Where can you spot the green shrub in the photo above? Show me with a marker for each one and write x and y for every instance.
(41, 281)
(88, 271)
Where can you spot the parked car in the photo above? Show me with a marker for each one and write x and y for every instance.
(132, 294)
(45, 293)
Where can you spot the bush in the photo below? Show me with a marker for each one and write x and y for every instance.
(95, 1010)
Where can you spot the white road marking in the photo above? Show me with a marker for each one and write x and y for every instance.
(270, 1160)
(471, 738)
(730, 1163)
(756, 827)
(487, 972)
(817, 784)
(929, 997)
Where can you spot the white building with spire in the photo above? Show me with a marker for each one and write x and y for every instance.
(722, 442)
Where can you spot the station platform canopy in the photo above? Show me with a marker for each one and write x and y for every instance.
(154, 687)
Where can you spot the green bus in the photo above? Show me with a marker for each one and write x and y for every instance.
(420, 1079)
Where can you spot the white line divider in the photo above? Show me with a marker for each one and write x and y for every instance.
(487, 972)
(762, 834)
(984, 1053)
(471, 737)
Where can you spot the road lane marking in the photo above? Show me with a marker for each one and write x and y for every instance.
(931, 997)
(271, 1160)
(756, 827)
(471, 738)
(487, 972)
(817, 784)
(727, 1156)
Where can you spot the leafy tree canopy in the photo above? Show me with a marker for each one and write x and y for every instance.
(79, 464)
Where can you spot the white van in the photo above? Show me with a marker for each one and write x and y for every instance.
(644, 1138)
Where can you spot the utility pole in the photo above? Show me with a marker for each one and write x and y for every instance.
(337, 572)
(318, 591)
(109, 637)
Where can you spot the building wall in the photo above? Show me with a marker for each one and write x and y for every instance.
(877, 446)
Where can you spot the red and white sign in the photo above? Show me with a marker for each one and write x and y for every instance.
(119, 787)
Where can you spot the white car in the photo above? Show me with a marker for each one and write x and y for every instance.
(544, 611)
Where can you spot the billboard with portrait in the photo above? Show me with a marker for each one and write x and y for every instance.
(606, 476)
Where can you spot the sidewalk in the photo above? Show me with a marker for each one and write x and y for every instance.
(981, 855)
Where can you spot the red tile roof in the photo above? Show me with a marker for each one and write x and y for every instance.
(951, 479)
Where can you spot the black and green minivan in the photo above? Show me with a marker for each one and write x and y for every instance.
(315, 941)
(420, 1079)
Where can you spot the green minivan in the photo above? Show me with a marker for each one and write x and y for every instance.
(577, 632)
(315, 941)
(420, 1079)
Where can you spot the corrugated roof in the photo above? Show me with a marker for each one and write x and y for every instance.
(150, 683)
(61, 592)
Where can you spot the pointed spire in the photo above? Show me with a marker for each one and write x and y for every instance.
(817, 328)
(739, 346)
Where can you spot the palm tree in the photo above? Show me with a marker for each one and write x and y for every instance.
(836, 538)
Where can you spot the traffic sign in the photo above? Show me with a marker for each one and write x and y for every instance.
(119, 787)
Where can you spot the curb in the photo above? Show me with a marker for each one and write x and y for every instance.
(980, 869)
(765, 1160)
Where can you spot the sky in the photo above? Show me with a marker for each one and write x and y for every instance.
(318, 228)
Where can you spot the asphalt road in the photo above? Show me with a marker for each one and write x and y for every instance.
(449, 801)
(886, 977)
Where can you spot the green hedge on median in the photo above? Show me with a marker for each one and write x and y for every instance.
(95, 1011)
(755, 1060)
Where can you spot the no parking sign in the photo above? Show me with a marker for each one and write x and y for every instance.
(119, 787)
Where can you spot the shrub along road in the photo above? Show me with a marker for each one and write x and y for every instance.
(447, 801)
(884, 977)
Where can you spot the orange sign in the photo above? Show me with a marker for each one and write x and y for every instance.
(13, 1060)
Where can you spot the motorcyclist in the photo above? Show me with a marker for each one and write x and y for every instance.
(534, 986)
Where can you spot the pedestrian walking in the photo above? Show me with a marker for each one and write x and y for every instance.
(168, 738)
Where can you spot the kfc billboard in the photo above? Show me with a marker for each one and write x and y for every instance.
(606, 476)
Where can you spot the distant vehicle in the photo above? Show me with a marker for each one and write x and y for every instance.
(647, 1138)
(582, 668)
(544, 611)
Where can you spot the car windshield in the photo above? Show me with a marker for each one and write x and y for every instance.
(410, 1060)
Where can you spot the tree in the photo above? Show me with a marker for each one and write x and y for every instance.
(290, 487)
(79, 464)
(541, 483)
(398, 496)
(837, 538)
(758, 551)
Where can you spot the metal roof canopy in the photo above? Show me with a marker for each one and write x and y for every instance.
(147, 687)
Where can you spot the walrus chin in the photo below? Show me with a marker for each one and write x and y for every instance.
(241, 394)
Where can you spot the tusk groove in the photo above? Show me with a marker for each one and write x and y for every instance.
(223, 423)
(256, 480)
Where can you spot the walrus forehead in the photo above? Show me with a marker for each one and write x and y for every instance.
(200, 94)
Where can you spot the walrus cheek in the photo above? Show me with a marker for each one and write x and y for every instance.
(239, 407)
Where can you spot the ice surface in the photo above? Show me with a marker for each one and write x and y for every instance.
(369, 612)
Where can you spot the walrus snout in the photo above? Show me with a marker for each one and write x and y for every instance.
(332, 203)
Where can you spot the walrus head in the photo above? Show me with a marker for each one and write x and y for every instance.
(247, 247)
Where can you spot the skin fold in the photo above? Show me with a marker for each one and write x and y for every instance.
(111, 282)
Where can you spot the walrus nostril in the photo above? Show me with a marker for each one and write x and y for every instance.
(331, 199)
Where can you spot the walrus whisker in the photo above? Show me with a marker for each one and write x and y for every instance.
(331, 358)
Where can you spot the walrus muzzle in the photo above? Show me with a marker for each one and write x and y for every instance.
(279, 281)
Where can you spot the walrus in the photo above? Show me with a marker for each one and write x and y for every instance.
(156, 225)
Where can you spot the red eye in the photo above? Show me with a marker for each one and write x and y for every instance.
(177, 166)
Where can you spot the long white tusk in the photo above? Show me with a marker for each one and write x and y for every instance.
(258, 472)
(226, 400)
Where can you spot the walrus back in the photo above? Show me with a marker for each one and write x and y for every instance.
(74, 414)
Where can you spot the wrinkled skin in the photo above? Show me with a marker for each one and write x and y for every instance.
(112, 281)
# # # #
__Exercise aim__: Return the entries in full, keeping every line exactly as it is.

__Result of this exercise__:
Where can you spot the green shrub in the photo above? Show me with a marker for each one and write x and y for every instance.
(41, 281)
(88, 271)
Where can you spot the parked car in the photo above? Show me with a marker for each one and write x and y for every instance.
(132, 294)
(45, 293)
Where can you spot the bush in the photo below? Show me with a marker for each one and write x and y for every instance.
(95, 1010)
Where can you spot the white road marking in the photo above? Show me with a marker for each one and write x and y for every instance.
(270, 1160)
(471, 738)
(730, 1163)
(756, 827)
(487, 972)
(817, 784)
(929, 997)
Where can you spot the white building with spire in the photo above? Show me with a marker for each one and write x and y for every instance.
(722, 442)
Where can you spot the station platform canopy in the photo above? Show me with a marker for each one and write x and y for every instance.
(154, 687)
Where can you spot the green bus in the photo above? Show me with a marker for each one and write x and y for every instance.
(420, 1079)
Where can you spot the white line divider in the photo above? Show me with a marker for each one and write x and y for every instance.
(487, 972)
(762, 834)
(984, 1053)
(471, 737)
Where can you spot the road lane marking in the photo above? Show me with a marker for each one and write x and y for every instance.
(931, 997)
(271, 1160)
(756, 827)
(471, 738)
(487, 972)
(817, 784)
(727, 1156)
Where can you spot the leafy tree canopy in the photo above? Show me with a marker for each one and write x and y for every instance.
(79, 464)
Where can you spot the white van in the photo above? Show me with a marker for each one and write x and y for every instance.
(644, 1138)
Where can you spot the utility pole in the photo above? Show me with a marker for each one and write x and y for every instance.
(337, 572)
(318, 591)
(109, 637)
Where can you spot the building wall in the photo above? Show me with a marker for each one and write x and y for every instance.
(877, 446)
Where can you spot the red and white sign in the photo above? Show me with a marker for each one and write x and y for every instance.
(119, 787)
Where can you spot the white car in the photo above? Show me with a marker for each one and write x and y for every instance.
(544, 611)
Where can you spot the billboard with portrait in the photo above? Show me with a marker for each one and write x and y for every instance.
(606, 476)
Where can you spot the sidewalk in the photo above? Show me with a marker for each one and write x and y for every instance.
(981, 855)
Where can you spot the red tile roof in the photo above? Show me with a marker for each one and write x and y for every instance.
(951, 479)
Where can you spot the black and green minivan in the photo above? Show me with a marker for each one and write x and y for every instance.
(315, 941)
(420, 1079)
Where can you spot the green minivan in the photo above? Show me with a marker for each one and write x and y for every instance.
(577, 632)
(315, 941)
(420, 1079)
Where can you spot the corrugated roof in the photo above? Show me with a marker for each one and write x and y for every instance.
(150, 683)
(61, 592)
Where can you spot the pointed spire in the photo above? Show me with a marker for each one and write x and y for every instance.
(817, 328)
(739, 346)
Where can you spot the palm tree in the photo above? Show me with a marker for each one and write x and y for every instance.
(836, 538)
Where can you spot the traffic sign in the photo above? Show me with a marker for each one and write x and y for every instance.
(119, 787)
Where can you spot the curb in the photo above? Show me with a marker for each one and write x and y for every instance.
(980, 869)
(765, 1160)
Where can you spot the sky in the photo above? Show me with a marker for each one and write x and y for every instance.
(318, 228)
Where can you spot the asphalt road in the photo above? Show me with a marker for each one and write x and y for every instance.
(449, 801)
(886, 977)
Where can you spot the green hedge on median in the photo above? Show me with a marker for each one and write x and y for every instance.
(95, 1011)
(755, 1060)
Where can you spot the no parking sign in the photo above? Show me with a marker for each one and write x and y for every instance.
(119, 787)
Where can you spot the shrub along road in the photo above? Show me with a marker for each one and write x and y for every instance.
(447, 801)
(884, 977)
Where can you spot the orange sign in the photo above? Show me with a marker for each one and write x and y for every instance.
(13, 1060)
Where can you spot the motorcyclist in the photo above? Show me with a marker for each one and write x and y for every instance.
(534, 986)
Where can you spot the pedestrian walking in the photo above? Show me with a marker for each one and write x and y for every instance.
(168, 738)
Where can you spot the kfc billboard in the photo above? Show me with a marker for each one and write x and y for every instance.
(606, 476)
Where can you spot the distant vehicle in the photo above? Show me with a marker for each one and write x and y for every instance.
(647, 1138)
(582, 668)
(544, 611)
Where can you spot the car windshield in the photo above? Show me with a marker for each one and write x and y for every instance.
(410, 1060)
Where can you spot the tree in the photo above? Show me with a marker for each one and write x and y for every instance.
(290, 487)
(79, 464)
(541, 483)
(398, 496)
(837, 538)
(758, 551)
Where can you spot the metal roof canopy in the photo above? Show me with a marker for each one and write x and y for every instance.
(147, 687)
Where can you spot the walrus chin in the photo below? Show me with a marker for each one and write x and y for every instance.
(241, 394)
Where can you spot the tusk groove in the photo above? Show me with a marker for each one and write x and y for every instance.
(223, 423)
(256, 480)
Where can you spot the walrus forehead in the photo above? Show me with a marker for each one and write x and y for every instance.
(200, 94)
Where can you spot the walrus cheek in the photo above? Show me with a marker for each one and write x and y for every instance.
(239, 407)
Where can you spot the ice surface in the photo above? Show me with a marker for each one and write x and y for every instance.
(369, 612)
Where can you spot the walrus snout in the photo above? Show me with a marker for each one and write x and y for every instance.
(332, 203)
Where can you spot the walrus head in the photo above? Show me with a marker for each one and write x and y for every instance.
(247, 247)
Where can you spot the skin fold in the photo above? Show me with a marker for each one and write x and y for every instance.
(111, 282)
Where can you spot the walrus nostril in the photo above? Show me with a marker for each one and write x and y for every instance.
(331, 199)
Where can you spot the walrus whisker in the photo above? Show me with a marker for each one and write x and y for every instance.
(331, 358)
Where can you spot the walrus muzzle in the photo above? Show me with a marker for each one and write x and y for every instance.
(279, 281)
Where can you spot the walrus in the photo above? Show me with a marker for each one and write x and y for every instance.
(156, 225)
Where can you spot the red eye in the photo above? Show me with a marker for each one and write x and y for every instance.
(177, 166)
Where can you spot the long white tusk in the photo above? Show me with a marker for each one and write x and y for every instance.
(258, 472)
(226, 400)
Where can you spot the walrus back in the photo above? Show me with a marker for each one and write x and y for every instance.
(74, 414)
Where can you spot the wrinkled skin in the photo above? Show me with a marker for each one and write x and y for every instance.
(112, 281)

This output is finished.